Aim 1:
Summarize the memoir excerpt about Larry in two sentences.
Aim 2:
Using the memoir excerpt about Larry, decide whether each statement is true, answering yes or no and quoting the words that settle it: (a) Larry grew up in Colby, Kansas. (b) Larry's mother was the first woman to head the Republican Party in Arizona. (c) The two friends drove to Phoenix through the night.
Aim 3:
Pick up the memoir excerpt about Larry after its final sentence and carry the narrative forward.

Document section:
○ ○ ○ ○ ○

In September 1975 I met a guy in college named Larry who latched onto me. We both needed a friend, someone who would accept us as we were—warts and all. I had just gone through a teenage divorce, and Larry had given up drugs for Jesus and driving through red lights going 80 mph. We both were trying to figure out what we would do with our lives, asking God where he was leading us and very uncertain about what was next. I thought I might like to be a pastor but already had discovered that some churches I encountered were not very open to those who had been divorced. My mistakes made no difference to Larry, and his made no difference to me.
When it came to sharing what he felt and saying exactly what he thought, Larry was an open book—too open actually. Sometimes he was not, shall we say, very self-aware. But he was honest. He really didn’t care what people thought about him as he openly shared his painful and positive emotions, whatever they may have been on any particular day. I liked that. I, on the other hand, cared a lot about what people thought about me. I did not want to be judged, so I played my cards close to the vest.
Larry was a city boy from Phoenix; I was a small town kid from Colby, Kansas.
Larry was opinionated (very opinionated), crass, funny and odd. But he also was open-hearted and gave me a wide berth. Never once did he force me to talk about what I didn’t want to talk about. When he talked openly about his emotions, I was drawn to that. I did a lot of listening. I had grown up in a home where sharing emotions was not our strong suit. Larry was pretty much an open book. He felt and shared all sorts of emotions. I was from the Land of Numb and I remember thinking, “How is he able to be so open like that?”
When the 1976 Spring break rolled around, Larry asked me to go with him from Manhattan, Kansas, to Phoenix, Arizona, where I could meet his family and we could spend the week in the sun, goofing around Phoenix. “We’ll stay at my home,” he said. “You’ll have your own bedroom and bathroom, with a sliding door out to your own patio, where you can sit, and have morning devotions.”
I thought Larry was kidding about the private room and sliding door out to the patio and said, “Very funny, Larry.” He shrugged and said, “It’s true.” Off we headed, driving through the night. Soon enough I would see for myself. As the sun was rising, we pulled into Phoenix and suddenly were at the entrance of the Arizona Biltmore Estates in north Phoenix, where there was, as they say, “a lot of old money.” Larry hadn’t told me that his dad was the founder and CEO of a successful insurance company or that his mother was a central player in Arizona politics. In fact his mother was the first woman to head the Republican Party in Arizona, a position she held for many years.
Larry’s home looked out on to the Arizona Biltmore golf course. When we arrived at the gated community, Larry pulled out a pass from the glove compartment and showed it to the guard at the gatehouse. The guard raised the gate, and Larry snaked his car through the exclusive neighborhood, before finally pulling up onto a half-moon drive and stopping in front of his stunning home.
“This is it?” I asked.
“Yep,” Larry said. “This is it.”
“Wow, Larry.”
In the middle of the house there was a water fall flowing through desert plants. The walls were full of paintings of western scenes painted by well-known artists from the Southwest. And indeed, just as Larry had said, I had my own room with its own private bath. A sliding glass door in the bedroom exited onto its own patio, where, just as Larry said, I pulled open the door in the morning and stepped onto a private patio, where I sat in a comfortable patio chair reading my Bible. A friendly full-time native-American maid took me under her wing, befriending me and insisting that I let her do my laundry. This kid from a working-class family was in tall cotton that week.

○ ○ ○ ○ ○

Dataset section:
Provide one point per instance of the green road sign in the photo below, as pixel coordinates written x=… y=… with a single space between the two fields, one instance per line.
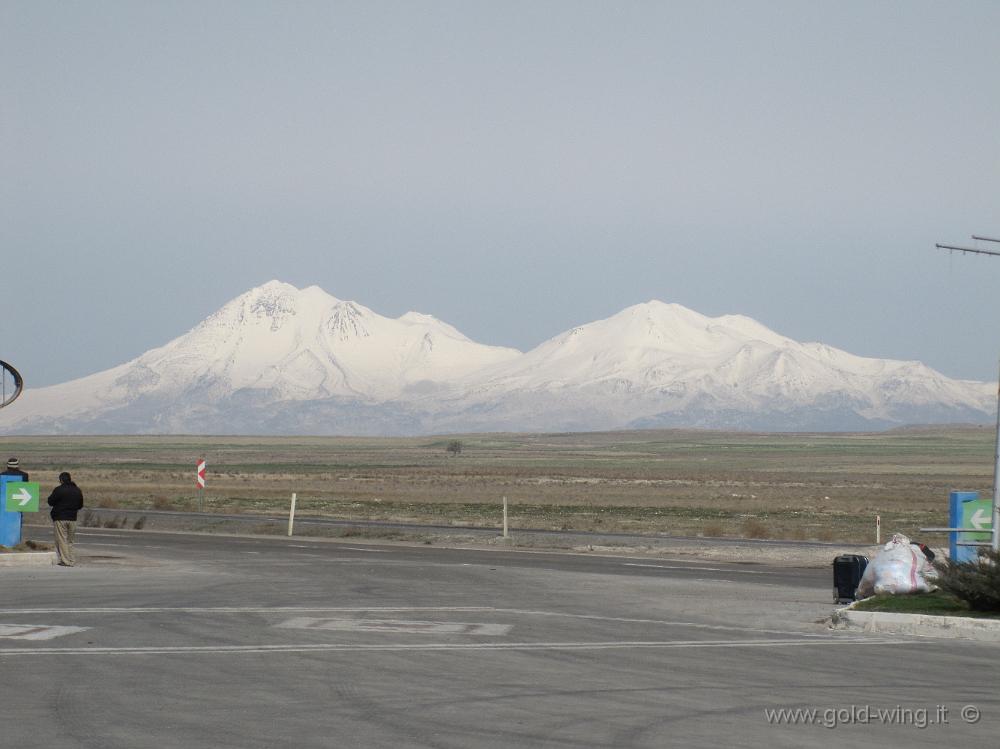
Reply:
x=20 y=496
x=977 y=514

○ ○ ○ ○ ○

Task result 1:
The narrator met Larry in college in 1975, and the two became friends who accepted each other's mistakes, with the openly emotional Larry contrasting with the guarded narrator. Over spring break in 1976, Larry brought the narrator to his family's home in the Arizona Biltmore Estates in Phoenix, where his wealthy family's house included the private room and patio Larry had promised.

Task result 2:
(a) No: "Larry was a city boy from Phoenix; I was a small town kid from Colby, Kansas."
(b) Yes: "his mother was the first woman to head the Republican Party in Arizona"
(c) Yes: "Off we headed, driving through the night."

Task result 3:
Almost every day, Larry and I ate at the Arizona Biltmore clubhouse restaurant, where Larry signed his name to his dad’s account. One evening toward the end of the week, Larry’s dad sat Larry and me down in the living room where he tried to recruit me to be an insurance agent for his company. Holding a lighted cigar, he spoke directly to me. “I think you should finish your Bible degree up there in Kansas and then come out here. It’s safe to say that before you know it, you will do very well financially—probably beyond your wildest imagination. I think you’ll love Phoenix. I do. There are a lot of great churches here in the valley. You’ll find one where you fit right in.”
He was charming, self-assured, insistent and more opinionated that his son Larry. I’m not sure Larry’s dad was right in everything he said, but he was absolutely certain in how he said it! At one point, he asked me what I thought of Jimmy Carter, who was running on the democratic ticket for the November presidential election. He was testing me, but I said, “I like Carter. He seems like a good man.”
“What?” he said, puffing on his cigar and laughing. “Now don’t tell me you’d ever vote for a democrat,” he said, reiterating to me that Larry’s mom was the current chairperson of the Arizona Republican party. She was not in the room. “You’re in Barry Goldwater country, man.” Somehow it didn’t register with me that I was in such powerful political company.
Of course, the bus only goes in one direction. Ultimately, my bus went east, when I moved from Kansas to Illinois, not southwest to Arizona. I became a campus pastor at the University of Illinois, not an insurance man in Phoenix. Happily, I stayed connected to the valley of the sun by marrying Jennifer in Phoenix in 1978. On July 8, we celebrate 45 years. She grew up in the eastern part of the metro-Phoenix, out in the city of Mesa just a mile from the Mormon Temple.
We returned to Phoenix many times over the years before moving back in July 2021.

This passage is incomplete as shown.